Document segment:
>>

Financial meltdown creates opportunities

The issue

World stock markets are in disarray and anything which could act as an enjoyable distraction is being cancelled. There won’t even be any live sport to watch as I lie sweating in bed! Is there a silver lining? Although I can’t think of anything particularly positive to say about a global pandemic, there may be a few useful bits of tax planning which can be undertaken to distract from the hysteria. I consider these below.

Inheritance tax (IHT) trust planning

Assets of up to £325,000 can be contributed by an individual to a trust every seven years without triggering the 20% IHT charge which is normally payable. Investments which were worth much more a few weeks ago can now be put into a trust whilst falling within the £325,000 limit. Any gains can be held over by making an election with the trust.

It may be beneficial to sell loss making assets on the market first, so as to trigger capital losses that can be set against gains earlier in the year, or indeed be carried forward. The cash could then be settled directly into the trust and the trust could buy the investments back off the market. Beware, you won’t be able to use losses crystallised on a transfer of shares in specie to the trust (‘clogged losses’ when to a connected person) quite to easily, so a sale on the market is usually better.

Non-trust IHT planning

Capital gains tax is often a barrier to passing on wealth to younger generations.  For example, no-one wants a CGT liability and an IHT liability on a failed gift. The crash may allow gifts to be made free from capital gains tax, although the seven-year gift clock will still operate for IHT purposes. What’s to lose though in this situation?

<<

Information:
>>

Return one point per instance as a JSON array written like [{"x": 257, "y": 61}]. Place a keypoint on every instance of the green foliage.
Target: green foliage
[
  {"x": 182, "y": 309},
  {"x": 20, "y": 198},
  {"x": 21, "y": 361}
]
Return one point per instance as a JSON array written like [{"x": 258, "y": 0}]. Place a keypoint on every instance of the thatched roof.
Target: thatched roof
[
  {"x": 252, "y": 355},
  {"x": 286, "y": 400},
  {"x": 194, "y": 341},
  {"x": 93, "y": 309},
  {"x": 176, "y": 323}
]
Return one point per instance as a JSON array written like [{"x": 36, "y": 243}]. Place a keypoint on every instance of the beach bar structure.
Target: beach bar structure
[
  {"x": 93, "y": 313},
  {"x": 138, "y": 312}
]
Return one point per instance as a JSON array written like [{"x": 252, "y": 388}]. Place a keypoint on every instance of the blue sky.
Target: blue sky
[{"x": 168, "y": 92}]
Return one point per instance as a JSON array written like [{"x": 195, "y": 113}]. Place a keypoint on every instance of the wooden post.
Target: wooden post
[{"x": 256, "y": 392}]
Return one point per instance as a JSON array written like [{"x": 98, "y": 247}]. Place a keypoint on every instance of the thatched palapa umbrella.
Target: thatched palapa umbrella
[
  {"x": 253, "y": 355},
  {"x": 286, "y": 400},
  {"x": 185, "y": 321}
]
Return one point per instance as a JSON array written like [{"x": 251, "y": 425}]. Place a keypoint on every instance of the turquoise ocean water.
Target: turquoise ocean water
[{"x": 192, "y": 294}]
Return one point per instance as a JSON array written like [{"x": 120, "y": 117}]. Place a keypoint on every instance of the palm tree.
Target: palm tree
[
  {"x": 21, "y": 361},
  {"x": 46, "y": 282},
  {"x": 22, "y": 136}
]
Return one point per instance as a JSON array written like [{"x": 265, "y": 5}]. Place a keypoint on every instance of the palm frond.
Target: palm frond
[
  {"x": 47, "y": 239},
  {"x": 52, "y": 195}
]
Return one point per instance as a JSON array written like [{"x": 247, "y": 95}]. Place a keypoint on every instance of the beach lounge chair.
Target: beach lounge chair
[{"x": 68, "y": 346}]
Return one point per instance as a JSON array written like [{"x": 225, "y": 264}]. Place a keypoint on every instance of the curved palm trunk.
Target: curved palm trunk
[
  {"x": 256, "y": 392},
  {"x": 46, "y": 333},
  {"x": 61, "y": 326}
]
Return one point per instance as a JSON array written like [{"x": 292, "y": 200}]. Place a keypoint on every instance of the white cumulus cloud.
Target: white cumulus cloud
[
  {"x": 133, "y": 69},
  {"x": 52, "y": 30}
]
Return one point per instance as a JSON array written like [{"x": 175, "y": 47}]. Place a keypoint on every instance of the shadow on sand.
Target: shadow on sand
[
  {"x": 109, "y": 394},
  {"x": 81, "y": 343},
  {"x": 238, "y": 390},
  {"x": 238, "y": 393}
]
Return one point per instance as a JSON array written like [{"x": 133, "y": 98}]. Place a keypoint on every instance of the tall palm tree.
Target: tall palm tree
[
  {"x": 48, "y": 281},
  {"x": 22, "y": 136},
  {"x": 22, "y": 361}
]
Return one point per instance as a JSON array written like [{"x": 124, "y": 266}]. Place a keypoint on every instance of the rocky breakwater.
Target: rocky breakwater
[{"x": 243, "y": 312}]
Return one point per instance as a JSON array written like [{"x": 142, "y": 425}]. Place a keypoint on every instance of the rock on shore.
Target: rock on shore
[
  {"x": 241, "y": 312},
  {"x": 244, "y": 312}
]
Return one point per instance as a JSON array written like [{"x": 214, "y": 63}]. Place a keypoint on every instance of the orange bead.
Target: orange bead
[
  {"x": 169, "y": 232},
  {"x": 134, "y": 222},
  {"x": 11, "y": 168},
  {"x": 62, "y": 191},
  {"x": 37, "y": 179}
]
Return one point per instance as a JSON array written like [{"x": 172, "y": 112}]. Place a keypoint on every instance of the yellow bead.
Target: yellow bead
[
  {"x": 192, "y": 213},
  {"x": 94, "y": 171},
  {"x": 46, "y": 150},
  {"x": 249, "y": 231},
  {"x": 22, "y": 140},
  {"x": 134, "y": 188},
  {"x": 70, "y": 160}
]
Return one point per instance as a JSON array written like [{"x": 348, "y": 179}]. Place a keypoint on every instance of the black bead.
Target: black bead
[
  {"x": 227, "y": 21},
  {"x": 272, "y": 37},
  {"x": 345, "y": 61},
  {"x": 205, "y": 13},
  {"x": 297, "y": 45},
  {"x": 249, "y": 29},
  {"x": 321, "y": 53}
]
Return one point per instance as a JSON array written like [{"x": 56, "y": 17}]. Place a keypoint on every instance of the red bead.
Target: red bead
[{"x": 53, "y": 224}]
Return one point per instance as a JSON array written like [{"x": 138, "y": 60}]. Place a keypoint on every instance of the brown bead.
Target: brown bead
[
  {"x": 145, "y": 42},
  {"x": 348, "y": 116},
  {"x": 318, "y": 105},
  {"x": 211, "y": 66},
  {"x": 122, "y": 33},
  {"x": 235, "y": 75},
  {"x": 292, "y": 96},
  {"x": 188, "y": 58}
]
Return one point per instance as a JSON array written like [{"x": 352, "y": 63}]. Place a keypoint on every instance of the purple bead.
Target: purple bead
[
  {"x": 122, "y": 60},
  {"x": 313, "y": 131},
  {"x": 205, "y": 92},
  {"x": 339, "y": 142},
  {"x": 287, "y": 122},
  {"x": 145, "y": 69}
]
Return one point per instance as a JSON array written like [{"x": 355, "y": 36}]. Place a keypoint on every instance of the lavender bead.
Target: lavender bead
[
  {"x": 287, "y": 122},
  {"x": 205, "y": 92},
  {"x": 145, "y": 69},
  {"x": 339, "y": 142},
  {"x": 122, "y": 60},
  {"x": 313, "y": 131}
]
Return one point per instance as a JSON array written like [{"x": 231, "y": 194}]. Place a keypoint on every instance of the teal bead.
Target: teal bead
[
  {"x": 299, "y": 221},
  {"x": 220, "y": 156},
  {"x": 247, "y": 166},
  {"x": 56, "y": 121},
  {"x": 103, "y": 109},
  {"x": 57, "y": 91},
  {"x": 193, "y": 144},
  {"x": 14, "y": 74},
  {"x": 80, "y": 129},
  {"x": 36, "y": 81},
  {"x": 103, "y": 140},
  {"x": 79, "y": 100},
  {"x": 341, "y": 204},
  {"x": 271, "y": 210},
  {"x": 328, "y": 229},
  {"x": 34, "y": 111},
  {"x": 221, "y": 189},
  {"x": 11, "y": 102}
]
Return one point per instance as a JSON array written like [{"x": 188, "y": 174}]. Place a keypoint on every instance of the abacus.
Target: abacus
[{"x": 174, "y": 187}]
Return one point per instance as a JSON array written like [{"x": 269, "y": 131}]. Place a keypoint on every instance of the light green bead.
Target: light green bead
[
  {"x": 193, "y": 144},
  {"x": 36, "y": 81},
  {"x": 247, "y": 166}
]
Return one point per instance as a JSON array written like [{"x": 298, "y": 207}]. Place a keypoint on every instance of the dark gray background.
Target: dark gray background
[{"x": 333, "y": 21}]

<<

Problems to work on:
1) According to the tax planning article, what is the most an individual can put into a trust every seven years without triggering the IHT charge?
2) Say whether each statement agrees with the tax planning article, answering yes or no and quoting the words that decide it. (a) The IHT charge normally payable on contributions to a trust is 20%. (b) The article says that a transfer of shares in specie to the trust is usually better than a sale on the market. (c) Gifts made after the crash are free from the seven-year gift clock for IHT purposes.
3) Write the next part of the tax planning article, picking up after its last sentence.

Task results:
1) Up to £325,000.

2)
(a) Yes: "without triggering the 20% IHT charge which is normally payable"
(b) No: "so a sale on the market is usually better"
(c) No: "although the seven-year gift clock will still operate for IHT purposes"

3)
Once again where losses would arise, it may be worth the donor selling and the recipient buying back on the market (to avoid clogged losses as set out above).

Triggering capital losses

Before the meltdown, many people will have triggered capital gains over the course of the 2019/2020 tax year. Although it is no longer possible to crystallise losses by selling investments and buying them back (so-called ‘bed and breakfasting’) because of complicated matching rules, ‘bed and spousing’ still works. In the current context this would work by one spouse triggering a loss (against which to offset gains) and the other spouse buying the investments back off the market.

This kind of planning should always consider transactional costs but will often be worthwhile given the reduction in capital gains tax which can be achieved.

Final comment

This is all very well but let’s hope the economy recovers, and more importantly try to stay healthy!